*** Document text Section Begins ***
Listening Tour Notes: Kingsway Christian Church
Listening Tour Overview
The Congregations and Polarization Project is learning how a climate of political and cultural polarization affects the work of pastors and their congregations. While polarization is never only about politics, the most polarizing issues are highlighted in an election year, especially a national election year. Abortion, human sexuality, guns and crime, climate change, American foreign policy, immigration, and so on—if it’s a divisive issue, the 2024 campaigns have probably shined a bright light on it.
The best way to find out how this is affecting pastors and their congregations is to go out and ask them in person—so we are. We are traveling to sites across Indiana. These include: Elkhart County, The Region (the counties nearest Chicago), the Indianapolis suburbs, downtown Indianapolis, Boswell (near the Illinois border), and Ogilville (between Columbus and Seymour). All told, we will share meals with pastors in 10 different events involving a total between 80 and 100 pastors. These meetings are in addition to the dozens of monthly focus groups we hold with our dedicated team of pastors and the dozens of interviews we conduct across the state.
For this Listening Tour, we asked certain pastors to bring together small groups of their peers to create a welcoming, secure environment where people could speak their minds.
What follows is a very brief summary of one of these ten meetings. Our project’s analysis will compare and contrast the meetings to describe the situation in its full context, but each of these meetings had value in its own right and deserves its own brief recounting.
Restorationist Pastors Ponder Suburban Ministry
We held three listening sessions in Avon, Indiana, a suburb on Indianapolis’s west side. These sessions drew pastors from all over central Indiana. Most, but not quite all, were somewhere in the Restorationist tradition of independent Christian churches.
For those who do not know, the Restoration Movement began in the early 1800s and is associated with the leaders Barton Stone plus Thomas and Alexander Campbell. Its goal was to bridge gaps among American religious denominations and traditions by unifying under one banner. In short, it wanted to “restore” the one true church with “no creed but Christ.” Over time, the movement separated into three distinct wings. The Christian Church (Disciples of Christ) is a mainline, largely progressive, movement headquartered in Indianapolis. The independent Christian churches are a second wing, and the Church of Christ, which is primarily southern, is a third. Those unfamiliar with Restorationists sometimes assume that all the big, independent, Christian churches in Indiana are totally self-contained and unaffiliated, but in fact, the majority of them share pastors with similar views, trained at the same colleges.
*** Document text Section Ends ***
> **Using the information**:
A. Turn the paragraph of the listening tour notes that begins "The best way to find out how this is affecting pastors" into a short bulleted list that keeps its main facts.
B. According to the listening tour notes, where is the Christian Church (Disciples of Christ) headquartered?
*** Supplied entries Section Begins ***
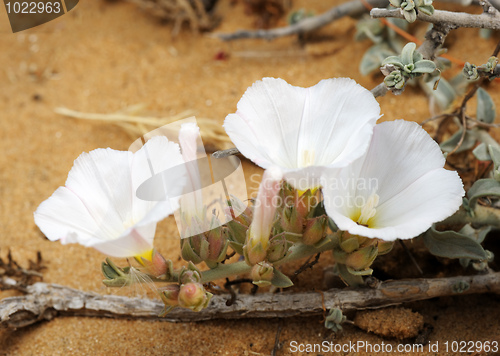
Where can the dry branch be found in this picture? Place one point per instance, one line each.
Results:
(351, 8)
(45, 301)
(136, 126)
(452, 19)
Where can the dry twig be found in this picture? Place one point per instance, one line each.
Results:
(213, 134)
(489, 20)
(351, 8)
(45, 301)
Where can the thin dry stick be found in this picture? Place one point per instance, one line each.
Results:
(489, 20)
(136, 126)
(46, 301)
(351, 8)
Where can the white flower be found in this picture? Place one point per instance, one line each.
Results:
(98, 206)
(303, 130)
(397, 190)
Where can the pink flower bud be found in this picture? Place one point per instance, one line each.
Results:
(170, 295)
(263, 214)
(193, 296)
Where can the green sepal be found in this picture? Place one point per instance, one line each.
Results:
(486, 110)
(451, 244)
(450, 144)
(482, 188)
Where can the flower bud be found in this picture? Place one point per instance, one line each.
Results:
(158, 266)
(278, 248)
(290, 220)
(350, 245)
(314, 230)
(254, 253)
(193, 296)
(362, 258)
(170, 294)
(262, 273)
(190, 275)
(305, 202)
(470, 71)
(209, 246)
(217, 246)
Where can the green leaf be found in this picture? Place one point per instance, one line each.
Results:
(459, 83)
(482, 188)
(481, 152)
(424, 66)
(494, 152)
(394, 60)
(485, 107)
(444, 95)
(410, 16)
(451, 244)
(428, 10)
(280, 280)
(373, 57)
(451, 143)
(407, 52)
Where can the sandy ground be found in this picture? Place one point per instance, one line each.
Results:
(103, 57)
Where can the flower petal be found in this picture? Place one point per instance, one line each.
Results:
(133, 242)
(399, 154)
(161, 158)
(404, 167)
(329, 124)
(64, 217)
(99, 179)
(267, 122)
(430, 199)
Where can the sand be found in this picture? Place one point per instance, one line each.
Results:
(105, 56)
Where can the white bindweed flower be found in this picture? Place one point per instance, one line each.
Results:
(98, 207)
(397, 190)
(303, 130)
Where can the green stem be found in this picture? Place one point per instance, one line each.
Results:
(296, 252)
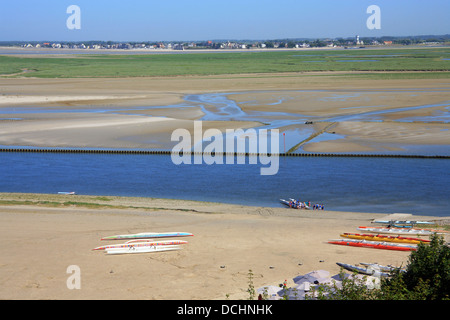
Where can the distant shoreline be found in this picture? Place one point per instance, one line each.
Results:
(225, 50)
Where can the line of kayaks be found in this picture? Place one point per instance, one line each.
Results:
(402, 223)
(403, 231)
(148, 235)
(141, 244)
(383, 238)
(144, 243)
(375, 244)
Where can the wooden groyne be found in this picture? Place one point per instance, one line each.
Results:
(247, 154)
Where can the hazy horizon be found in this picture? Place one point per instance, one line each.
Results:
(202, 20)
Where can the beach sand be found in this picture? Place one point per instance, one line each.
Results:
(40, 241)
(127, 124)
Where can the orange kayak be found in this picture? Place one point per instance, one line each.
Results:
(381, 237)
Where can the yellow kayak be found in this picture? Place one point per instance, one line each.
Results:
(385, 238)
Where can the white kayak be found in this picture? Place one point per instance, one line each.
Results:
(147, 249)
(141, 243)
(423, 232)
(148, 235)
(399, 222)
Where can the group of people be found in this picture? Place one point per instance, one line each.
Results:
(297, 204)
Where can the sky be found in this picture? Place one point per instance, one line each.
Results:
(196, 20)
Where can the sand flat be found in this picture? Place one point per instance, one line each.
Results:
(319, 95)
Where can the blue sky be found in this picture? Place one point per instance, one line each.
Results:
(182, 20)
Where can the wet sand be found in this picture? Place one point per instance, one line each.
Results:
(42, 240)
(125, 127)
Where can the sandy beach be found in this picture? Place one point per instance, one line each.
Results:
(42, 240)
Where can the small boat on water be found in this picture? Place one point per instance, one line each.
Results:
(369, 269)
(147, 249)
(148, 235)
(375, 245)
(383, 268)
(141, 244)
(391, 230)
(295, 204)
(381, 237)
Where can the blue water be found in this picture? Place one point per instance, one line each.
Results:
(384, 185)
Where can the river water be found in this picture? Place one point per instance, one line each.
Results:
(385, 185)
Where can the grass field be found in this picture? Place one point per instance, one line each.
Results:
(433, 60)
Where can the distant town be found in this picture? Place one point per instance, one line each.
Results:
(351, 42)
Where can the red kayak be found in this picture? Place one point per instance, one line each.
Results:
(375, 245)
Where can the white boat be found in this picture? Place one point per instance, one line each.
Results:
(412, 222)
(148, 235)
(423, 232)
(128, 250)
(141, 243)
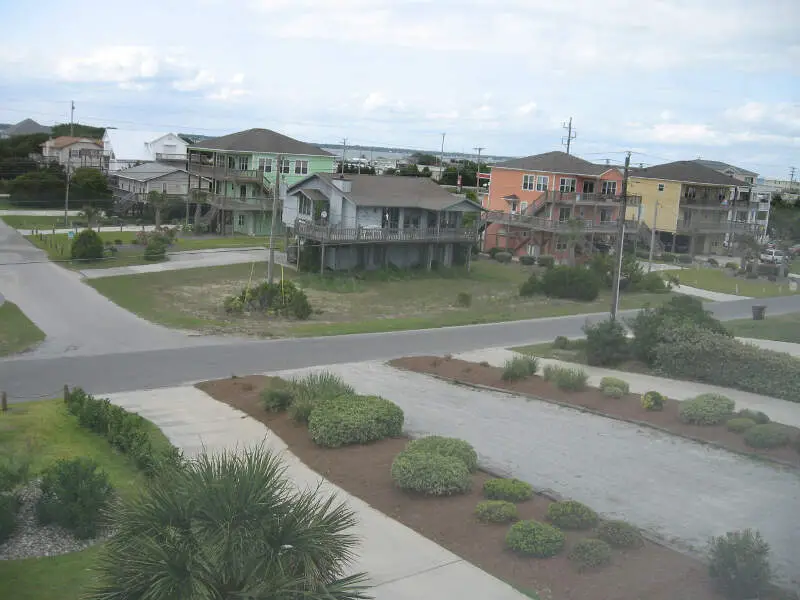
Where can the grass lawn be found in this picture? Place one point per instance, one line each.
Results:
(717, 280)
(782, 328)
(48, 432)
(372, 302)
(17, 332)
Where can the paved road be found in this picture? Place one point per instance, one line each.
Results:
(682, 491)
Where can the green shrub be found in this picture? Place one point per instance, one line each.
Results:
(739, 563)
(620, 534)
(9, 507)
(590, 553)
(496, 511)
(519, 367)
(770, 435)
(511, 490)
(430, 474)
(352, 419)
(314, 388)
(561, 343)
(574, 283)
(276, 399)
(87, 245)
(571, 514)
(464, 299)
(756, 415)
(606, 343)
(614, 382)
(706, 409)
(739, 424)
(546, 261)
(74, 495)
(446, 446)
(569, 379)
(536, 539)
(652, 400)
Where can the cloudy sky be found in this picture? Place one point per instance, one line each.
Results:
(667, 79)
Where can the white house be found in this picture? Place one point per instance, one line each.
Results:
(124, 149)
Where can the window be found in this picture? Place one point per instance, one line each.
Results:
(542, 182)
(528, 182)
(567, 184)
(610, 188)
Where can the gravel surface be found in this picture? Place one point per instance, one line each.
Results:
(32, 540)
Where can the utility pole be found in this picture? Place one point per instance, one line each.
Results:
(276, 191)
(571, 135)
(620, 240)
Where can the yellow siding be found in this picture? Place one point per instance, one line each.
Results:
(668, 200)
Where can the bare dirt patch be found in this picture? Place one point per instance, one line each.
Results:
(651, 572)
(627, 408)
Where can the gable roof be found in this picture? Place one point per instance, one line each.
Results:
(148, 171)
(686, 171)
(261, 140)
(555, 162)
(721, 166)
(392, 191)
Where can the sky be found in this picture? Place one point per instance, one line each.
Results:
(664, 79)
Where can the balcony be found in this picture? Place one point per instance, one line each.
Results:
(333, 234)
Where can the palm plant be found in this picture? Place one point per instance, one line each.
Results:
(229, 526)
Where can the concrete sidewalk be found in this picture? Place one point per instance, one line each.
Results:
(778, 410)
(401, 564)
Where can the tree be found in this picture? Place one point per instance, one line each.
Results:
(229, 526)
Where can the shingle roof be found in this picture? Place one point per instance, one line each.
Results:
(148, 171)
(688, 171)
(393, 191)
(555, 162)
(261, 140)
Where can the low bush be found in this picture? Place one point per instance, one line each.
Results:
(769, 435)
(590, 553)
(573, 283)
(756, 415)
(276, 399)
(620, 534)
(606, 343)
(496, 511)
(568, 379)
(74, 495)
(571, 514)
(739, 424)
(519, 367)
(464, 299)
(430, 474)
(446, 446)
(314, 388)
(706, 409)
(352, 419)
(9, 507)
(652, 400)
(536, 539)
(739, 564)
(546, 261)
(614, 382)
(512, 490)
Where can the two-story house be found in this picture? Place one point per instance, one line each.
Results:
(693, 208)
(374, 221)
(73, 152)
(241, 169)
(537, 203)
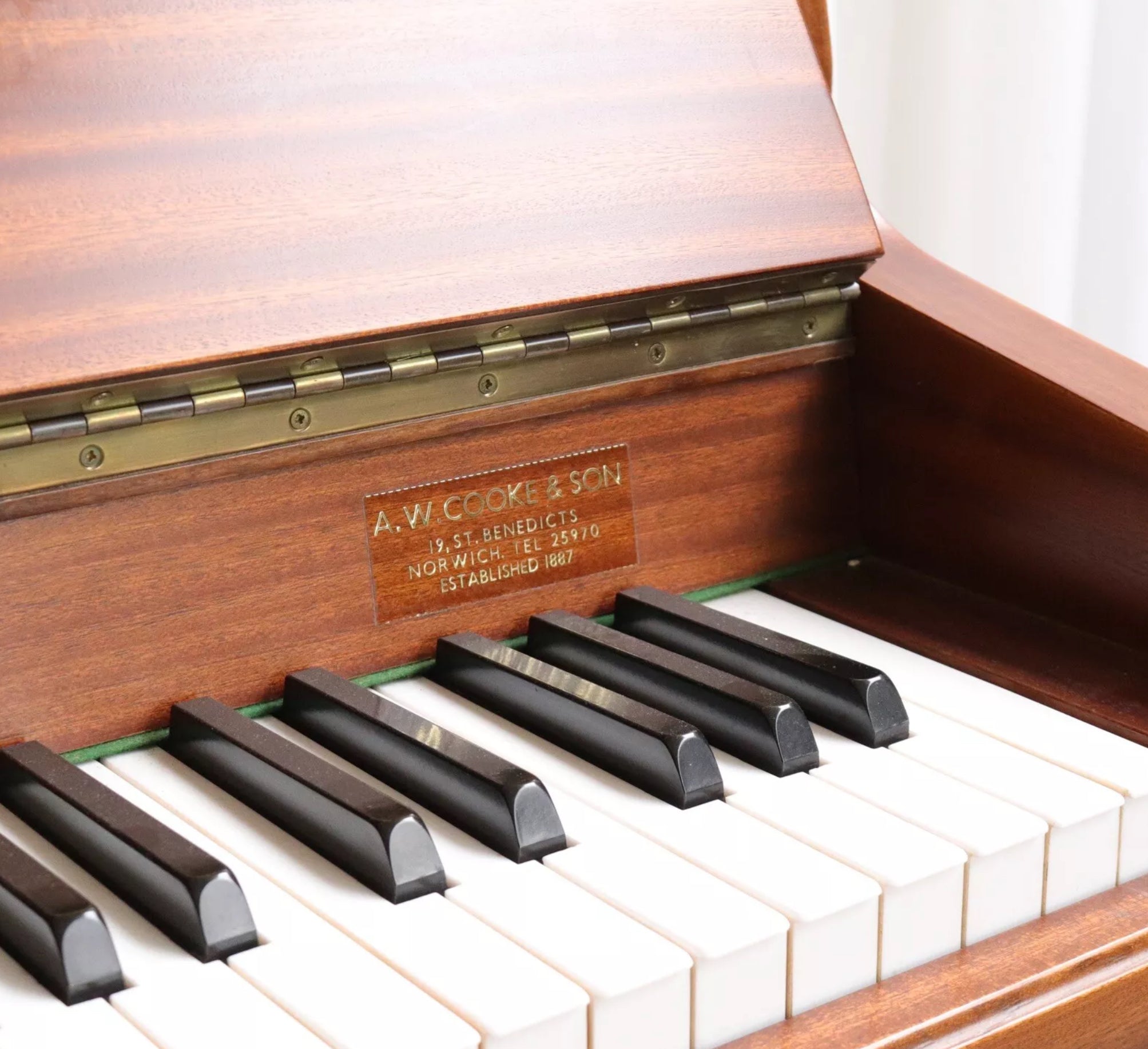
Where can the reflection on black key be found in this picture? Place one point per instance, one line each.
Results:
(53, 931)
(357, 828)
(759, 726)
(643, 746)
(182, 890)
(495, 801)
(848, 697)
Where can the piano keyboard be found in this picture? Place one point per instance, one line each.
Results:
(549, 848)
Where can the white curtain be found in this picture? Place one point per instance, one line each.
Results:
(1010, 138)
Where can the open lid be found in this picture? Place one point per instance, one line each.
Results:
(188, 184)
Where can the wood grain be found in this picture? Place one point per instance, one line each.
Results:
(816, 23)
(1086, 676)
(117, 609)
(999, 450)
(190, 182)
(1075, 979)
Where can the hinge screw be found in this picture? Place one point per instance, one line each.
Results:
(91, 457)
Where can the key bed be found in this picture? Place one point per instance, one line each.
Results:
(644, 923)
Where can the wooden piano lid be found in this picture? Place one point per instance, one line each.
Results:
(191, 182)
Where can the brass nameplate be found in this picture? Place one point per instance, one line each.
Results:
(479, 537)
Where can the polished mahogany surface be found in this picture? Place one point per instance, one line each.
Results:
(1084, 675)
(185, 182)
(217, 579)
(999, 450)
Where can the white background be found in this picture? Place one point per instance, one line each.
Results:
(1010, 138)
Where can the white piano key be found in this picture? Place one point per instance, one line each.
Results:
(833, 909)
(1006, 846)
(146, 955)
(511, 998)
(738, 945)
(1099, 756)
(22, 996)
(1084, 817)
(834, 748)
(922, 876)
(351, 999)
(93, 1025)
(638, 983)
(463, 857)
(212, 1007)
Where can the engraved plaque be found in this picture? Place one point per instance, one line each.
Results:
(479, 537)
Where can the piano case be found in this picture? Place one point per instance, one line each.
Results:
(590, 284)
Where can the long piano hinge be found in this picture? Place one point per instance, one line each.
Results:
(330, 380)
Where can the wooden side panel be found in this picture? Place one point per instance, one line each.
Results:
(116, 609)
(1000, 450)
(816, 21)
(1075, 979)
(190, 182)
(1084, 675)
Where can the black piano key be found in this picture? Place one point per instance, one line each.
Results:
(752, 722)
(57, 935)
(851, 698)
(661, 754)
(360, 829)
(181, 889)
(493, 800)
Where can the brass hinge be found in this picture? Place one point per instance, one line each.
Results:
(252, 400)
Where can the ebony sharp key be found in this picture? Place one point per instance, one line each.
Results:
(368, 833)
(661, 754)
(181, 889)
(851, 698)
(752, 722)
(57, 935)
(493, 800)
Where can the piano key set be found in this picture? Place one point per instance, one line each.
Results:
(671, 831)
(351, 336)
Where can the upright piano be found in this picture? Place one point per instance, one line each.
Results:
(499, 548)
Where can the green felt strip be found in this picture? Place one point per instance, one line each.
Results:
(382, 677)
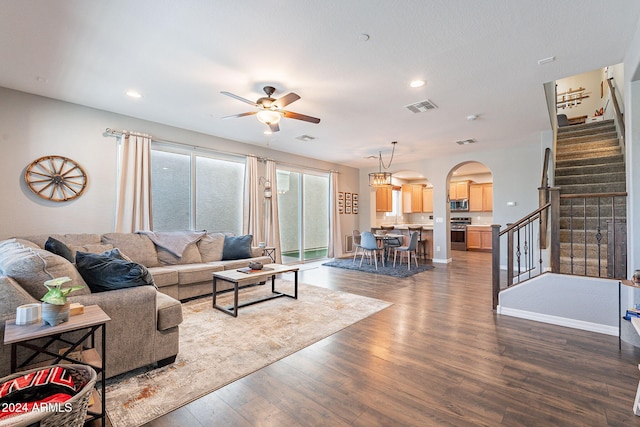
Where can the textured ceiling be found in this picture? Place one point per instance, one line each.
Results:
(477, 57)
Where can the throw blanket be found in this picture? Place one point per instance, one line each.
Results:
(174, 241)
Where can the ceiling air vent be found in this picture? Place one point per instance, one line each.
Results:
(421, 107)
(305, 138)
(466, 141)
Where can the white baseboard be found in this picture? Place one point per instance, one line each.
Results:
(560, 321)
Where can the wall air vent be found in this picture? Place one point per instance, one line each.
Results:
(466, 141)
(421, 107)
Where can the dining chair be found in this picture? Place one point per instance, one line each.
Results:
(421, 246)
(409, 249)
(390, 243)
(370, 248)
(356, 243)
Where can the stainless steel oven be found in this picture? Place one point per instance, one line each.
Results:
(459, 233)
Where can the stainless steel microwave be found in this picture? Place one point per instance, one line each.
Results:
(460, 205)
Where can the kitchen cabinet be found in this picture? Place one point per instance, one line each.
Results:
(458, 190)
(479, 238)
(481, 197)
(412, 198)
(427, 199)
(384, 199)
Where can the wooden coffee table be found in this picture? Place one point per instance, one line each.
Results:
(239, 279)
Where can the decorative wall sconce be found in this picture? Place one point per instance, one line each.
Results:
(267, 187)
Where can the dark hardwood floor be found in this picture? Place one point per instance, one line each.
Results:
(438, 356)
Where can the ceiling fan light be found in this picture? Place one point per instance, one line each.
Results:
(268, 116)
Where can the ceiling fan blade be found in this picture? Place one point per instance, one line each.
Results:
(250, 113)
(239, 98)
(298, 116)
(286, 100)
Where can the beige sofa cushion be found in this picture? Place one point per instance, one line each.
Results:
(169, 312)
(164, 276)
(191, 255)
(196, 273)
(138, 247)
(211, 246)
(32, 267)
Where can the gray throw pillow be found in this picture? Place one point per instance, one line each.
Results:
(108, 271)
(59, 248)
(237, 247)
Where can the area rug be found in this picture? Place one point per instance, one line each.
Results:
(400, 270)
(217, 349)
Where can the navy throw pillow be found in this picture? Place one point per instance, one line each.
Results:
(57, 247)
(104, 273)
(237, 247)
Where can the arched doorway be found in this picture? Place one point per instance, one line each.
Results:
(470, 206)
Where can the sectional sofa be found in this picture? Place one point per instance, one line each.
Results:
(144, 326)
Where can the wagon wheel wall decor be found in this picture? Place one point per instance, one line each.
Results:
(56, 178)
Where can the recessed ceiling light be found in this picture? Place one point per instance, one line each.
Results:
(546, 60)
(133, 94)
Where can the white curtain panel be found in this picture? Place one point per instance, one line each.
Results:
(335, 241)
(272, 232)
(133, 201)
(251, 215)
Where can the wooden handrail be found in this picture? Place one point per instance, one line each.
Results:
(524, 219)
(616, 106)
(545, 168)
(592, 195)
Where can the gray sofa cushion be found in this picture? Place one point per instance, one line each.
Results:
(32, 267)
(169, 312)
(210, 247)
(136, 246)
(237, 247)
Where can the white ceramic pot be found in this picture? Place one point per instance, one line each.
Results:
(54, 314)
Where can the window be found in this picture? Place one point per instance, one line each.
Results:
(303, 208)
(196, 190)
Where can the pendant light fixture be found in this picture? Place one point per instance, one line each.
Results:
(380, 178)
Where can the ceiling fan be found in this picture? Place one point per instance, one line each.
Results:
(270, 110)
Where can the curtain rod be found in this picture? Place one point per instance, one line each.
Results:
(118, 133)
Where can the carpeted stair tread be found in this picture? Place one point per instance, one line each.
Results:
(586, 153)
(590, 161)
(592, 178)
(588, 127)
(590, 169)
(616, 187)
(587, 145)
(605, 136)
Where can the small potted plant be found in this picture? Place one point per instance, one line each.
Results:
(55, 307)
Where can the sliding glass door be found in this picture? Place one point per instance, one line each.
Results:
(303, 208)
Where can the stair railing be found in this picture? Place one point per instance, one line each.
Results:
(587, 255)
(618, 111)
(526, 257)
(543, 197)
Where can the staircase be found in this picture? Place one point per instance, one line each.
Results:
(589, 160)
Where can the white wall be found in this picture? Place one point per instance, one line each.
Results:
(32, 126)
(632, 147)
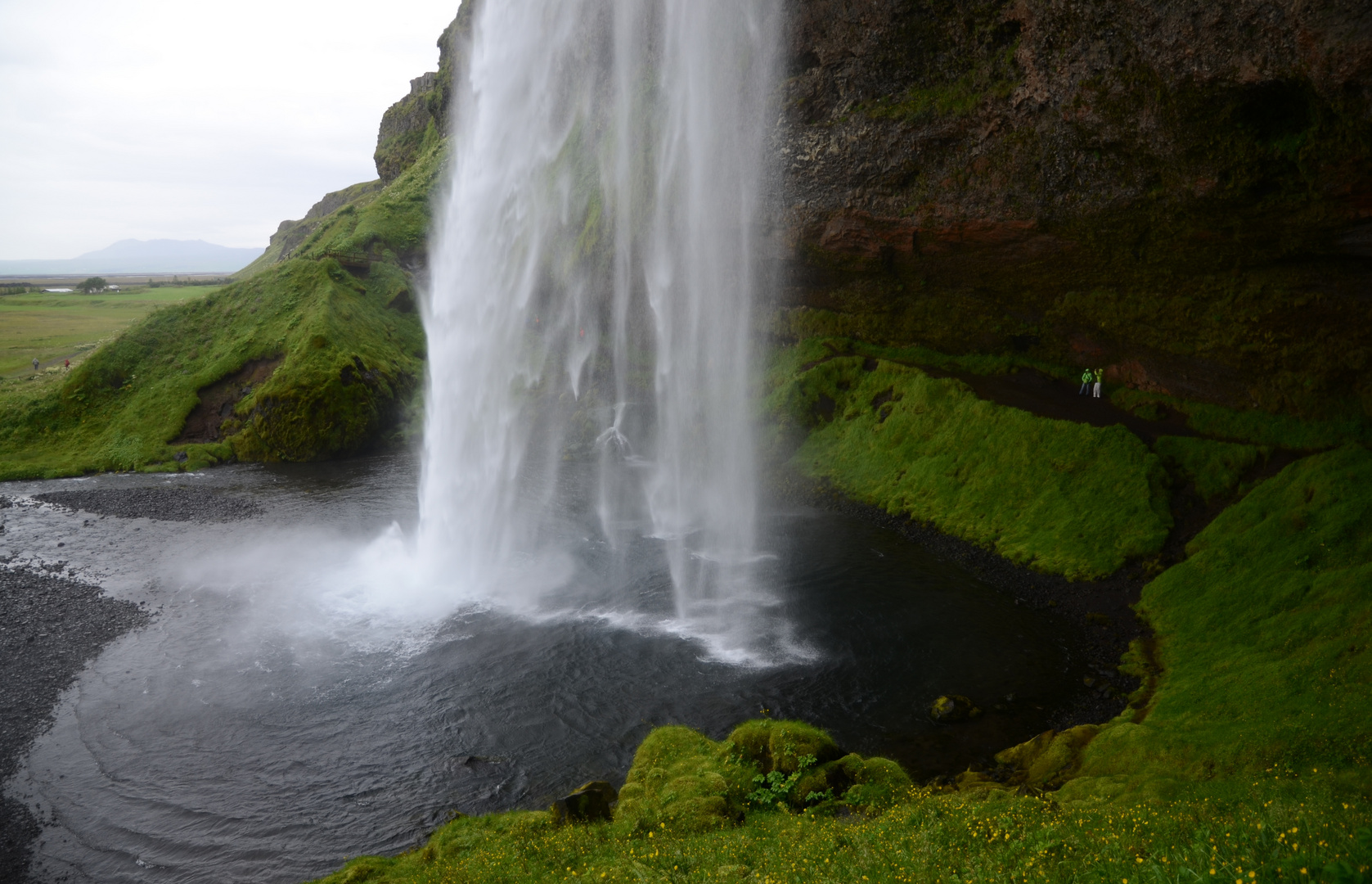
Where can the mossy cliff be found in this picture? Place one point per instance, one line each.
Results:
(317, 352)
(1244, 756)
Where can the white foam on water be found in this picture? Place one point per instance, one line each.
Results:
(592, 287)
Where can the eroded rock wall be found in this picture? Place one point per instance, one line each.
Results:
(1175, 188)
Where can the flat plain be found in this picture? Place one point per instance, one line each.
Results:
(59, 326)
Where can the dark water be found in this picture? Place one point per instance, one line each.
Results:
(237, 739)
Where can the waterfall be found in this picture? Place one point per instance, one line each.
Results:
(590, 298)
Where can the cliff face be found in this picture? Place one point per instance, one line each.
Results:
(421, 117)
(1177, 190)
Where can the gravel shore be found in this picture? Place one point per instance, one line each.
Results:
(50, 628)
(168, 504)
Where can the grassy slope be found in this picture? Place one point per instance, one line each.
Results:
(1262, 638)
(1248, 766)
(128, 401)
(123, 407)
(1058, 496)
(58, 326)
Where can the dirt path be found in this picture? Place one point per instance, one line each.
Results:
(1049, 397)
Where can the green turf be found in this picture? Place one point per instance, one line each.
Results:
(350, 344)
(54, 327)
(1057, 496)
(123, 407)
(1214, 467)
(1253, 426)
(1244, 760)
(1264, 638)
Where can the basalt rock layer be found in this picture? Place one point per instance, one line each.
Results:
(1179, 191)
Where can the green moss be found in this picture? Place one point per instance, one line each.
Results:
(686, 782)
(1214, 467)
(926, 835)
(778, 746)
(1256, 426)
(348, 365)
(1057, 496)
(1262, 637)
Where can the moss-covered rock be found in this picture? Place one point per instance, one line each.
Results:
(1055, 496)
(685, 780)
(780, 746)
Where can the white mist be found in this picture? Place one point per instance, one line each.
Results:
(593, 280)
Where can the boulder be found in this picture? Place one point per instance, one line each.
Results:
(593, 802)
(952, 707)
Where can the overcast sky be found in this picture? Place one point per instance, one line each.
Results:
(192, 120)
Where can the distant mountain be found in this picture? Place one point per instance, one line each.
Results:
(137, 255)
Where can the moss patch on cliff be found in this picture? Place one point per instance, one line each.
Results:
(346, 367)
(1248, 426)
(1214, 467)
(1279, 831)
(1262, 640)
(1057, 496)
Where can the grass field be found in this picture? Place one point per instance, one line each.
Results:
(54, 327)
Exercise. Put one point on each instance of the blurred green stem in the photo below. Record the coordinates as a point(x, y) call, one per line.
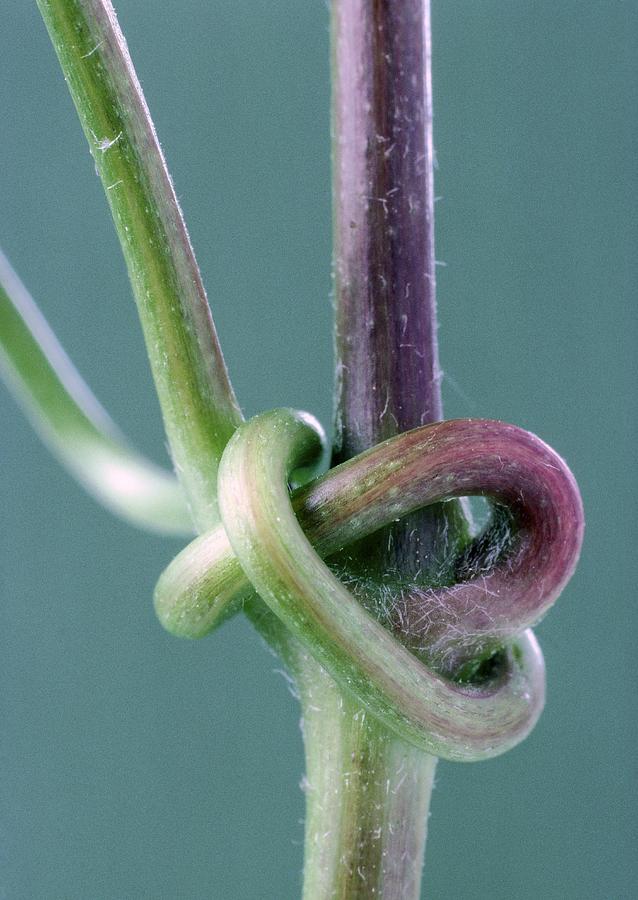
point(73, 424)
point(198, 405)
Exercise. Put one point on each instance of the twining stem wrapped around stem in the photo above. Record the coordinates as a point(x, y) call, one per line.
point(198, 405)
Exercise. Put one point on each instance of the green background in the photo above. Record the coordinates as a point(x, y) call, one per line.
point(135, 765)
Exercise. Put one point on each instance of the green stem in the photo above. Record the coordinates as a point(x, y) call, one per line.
*** Supplied entries Section Ends ***
> **Expected results**:
A.
- The project is asking pastors in person how polarization is affecting them and their congregations.
- It is traveling to sites across Indiana: Elkhart County, The Region (the counties nearest Chicago), the Indianapolis suburbs, downtown Indianapolis, Boswell (near the Illinois border), and Ogilville (between Columbus and Seymour).
- There will be 10 meal events with a total of 80 to 100 pastors.
- These meetings are in addition to dozens of monthly focus groups with a dedicated team of pastors and dozens of interviews across the state.

B. Indianapolis.